### Information shown

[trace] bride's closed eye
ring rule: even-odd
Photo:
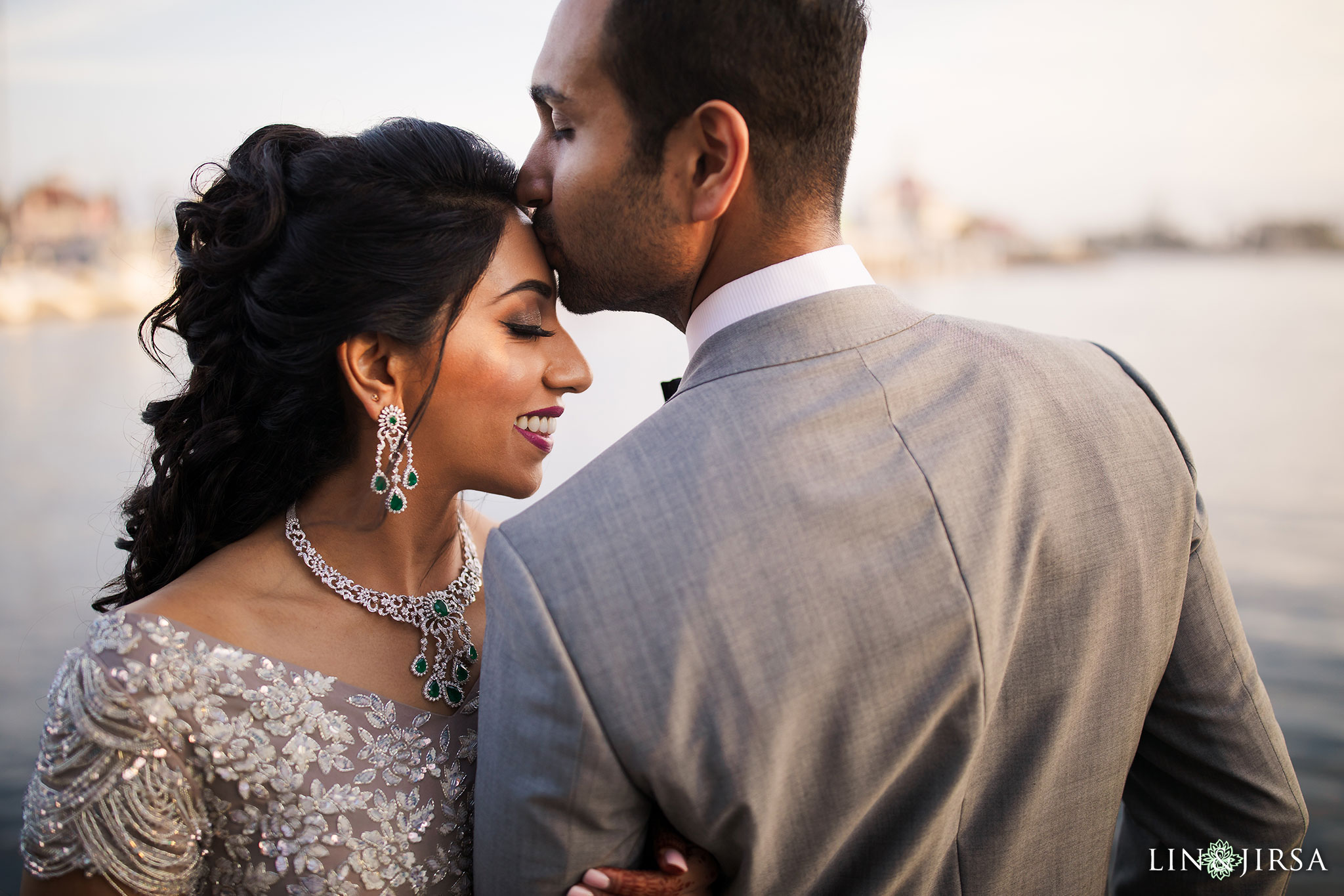
[[[542,339],[546,336],[555,336],[555,330],[546,329],[536,324],[517,324],[513,321],[500,321],[500,322],[504,324],[505,329],[513,333],[513,336],[519,336],[528,340]]]

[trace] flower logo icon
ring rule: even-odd
[[[1215,880],[1224,880],[1242,864],[1242,857],[1232,850],[1232,845],[1226,840],[1215,840],[1204,850],[1204,870]]]

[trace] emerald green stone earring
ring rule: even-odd
[[[405,447],[406,467],[402,466]],[[383,450],[387,450],[387,472],[383,472]],[[415,472],[415,449],[411,447],[406,411],[396,404],[388,404],[378,415],[378,450],[374,454],[374,478],[368,488],[374,494],[382,494],[384,506],[391,513],[406,509],[406,492],[419,484]]]

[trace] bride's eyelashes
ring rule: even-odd
[[[500,322],[504,324],[504,328],[513,336],[519,336],[527,340],[542,339],[546,336],[555,336],[555,330],[538,326],[536,324],[515,324],[512,321],[500,321]]]

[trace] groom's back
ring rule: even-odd
[[[482,716],[477,849],[548,830],[508,860],[573,883],[630,858],[648,798],[734,893],[1101,892],[1200,533],[1176,438],[1094,345],[878,287],[749,318],[491,540],[487,705],[562,719]],[[524,684],[543,617],[563,669]],[[523,793],[519,822],[495,789],[550,763],[569,807]]]

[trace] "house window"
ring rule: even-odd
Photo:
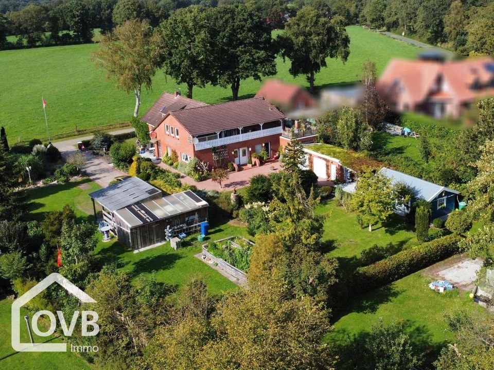
[[[440,198],[437,200],[437,209],[444,208],[446,206],[446,197]]]
[[[190,156],[185,153],[182,153],[182,160],[184,162],[188,162],[190,160]]]

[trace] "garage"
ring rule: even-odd
[[[312,170],[320,179],[326,180],[326,160],[316,156],[312,157]]]

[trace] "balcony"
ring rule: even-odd
[[[317,129],[315,127],[308,129],[285,129],[281,132],[281,136],[290,140],[299,139],[301,137],[313,136],[317,134]]]
[[[226,137],[218,138],[217,135],[210,135],[208,136],[198,138],[199,142],[197,144],[194,144],[194,148],[196,150],[207,149],[209,148],[213,148],[213,147],[219,147],[221,145],[233,144],[235,143],[239,143],[240,142],[244,142],[246,140],[264,137],[265,136],[269,136],[271,135],[277,135],[281,133],[281,127],[278,126],[270,129],[266,129],[265,130],[258,130],[256,131],[246,132],[238,135],[232,135],[231,136],[226,136]]]

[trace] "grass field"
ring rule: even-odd
[[[318,87],[358,79],[362,64],[374,61],[378,72],[394,57],[412,58],[418,48],[390,38],[365,30],[357,26],[348,27],[350,54],[344,64],[329,59],[327,67],[316,75]],[[46,100],[46,112],[50,133],[74,132],[128,121],[133,112],[133,95],[115,87],[114,81],[104,78],[104,71],[97,69],[90,60],[90,53],[97,44],[37,48],[0,52],[0,122],[7,130],[11,143],[33,137],[46,137],[46,130],[41,97]],[[293,78],[288,73],[289,62],[277,60],[277,77],[289,82],[307,86],[305,77]],[[250,79],[242,81],[239,96],[253,96],[261,82]],[[154,78],[153,91],[143,92],[140,108],[143,115],[163,91],[177,89],[186,91],[158,71]],[[207,103],[231,99],[230,89],[208,85],[195,88],[194,98]]]
[[[0,301],[0,368],[7,370],[85,370],[91,369],[87,363],[72,352],[15,352],[10,345],[10,306],[12,301]],[[22,314],[27,314],[22,312]],[[26,323],[21,319],[21,341],[29,343]],[[33,333],[35,343],[56,343],[53,336],[38,337]]]

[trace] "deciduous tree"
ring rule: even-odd
[[[306,75],[311,92],[315,74],[327,66],[326,58],[339,58],[344,62],[350,54],[343,19],[336,16],[330,20],[321,15],[314,8],[305,7],[287,23],[285,33],[277,39],[281,55],[291,62],[290,74]]]
[[[135,95],[134,116],[140,104],[143,86],[151,89],[151,79],[160,65],[161,38],[146,21],[129,21],[110,34],[101,37],[101,47],[93,53],[96,65],[107,70],[107,77],[117,80],[117,87]]]
[[[373,224],[384,221],[393,214],[395,200],[392,192],[391,180],[380,173],[367,171],[357,180],[351,207],[368,224],[369,231],[372,231]]]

######

**What to do**
Rename "ring rule" to "fill rule" everywhere in the rows from the start through the line containing "[[[312,170],[320,179],[326,180],[326,160],[316,156],[312,157]]]", changing nothing else, and give back only those lines without the pictures.

**Finished task**
[trace] bride's closed eye
fill rule: even-odd
Photo:
[[[542,339],[546,336],[555,336],[555,330],[546,329],[536,324],[517,324],[513,321],[500,321],[500,322],[504,324],[505,329],[513,333],[513,336],[519,336],[528,340]]]

[trace] flower logo icon
fill rule: even-odd
[[[1215,880],[1224,880],[1242,864],[1242,857],[1232,850],[1232,845],[1226,840],[1215,840],[1204,850],[1204,870]]]

[trace] emerald green stone earring
fill rule: even-odd
[[[405,447],[406,467],[402,466]],[[383,450],[387,450],[387,472],[383,472]],[[415,472],[415,449],[411,447],[406,411],[396,404],[388,404],[378,415],[378,450],[374,454],[374,478],[368,488],[374,494],[382,494],[384,506],[391,513],[406,509],[406,492],[419,484]]]

[trace] bride's eyelashes
fill rule: even-odd
[[[500,322],[504,324],[504,328],[513,336],[519,336],[527,340],[542,339],[546,336],[555,336],[555,330],[538,326],[536,324],[515,324],[512,321],[500,321]]]

[trace] groom's back
fill rule: even-odd
[[[482,716],[477,849],[548,830],[508,860],[573,883],[630,858],[648,798],[734,893],[1101,892],[1200,533],[1176,438],[1094,345],[878,287],[749,318],[491,540],[487,705],[562,719]],[[524,684],[543,617],[563,669]],[[523,793],[519,822],[495,789],[550,763],[569,807]]]

[trace] "house window"
fill rule: even-odd
Photo:
[[[440,198],[437,200],[437,209],[444,208],[446,206],[446,197]]]
[[[190,156],[185,153],[182,153],[182,160],[184,162],[188,162],[190,160]]]

[trace] "garage"
fill rule: even-odd
[[[312,170],[320,179],[326,180],[326,160],[316,156],[312,157]]]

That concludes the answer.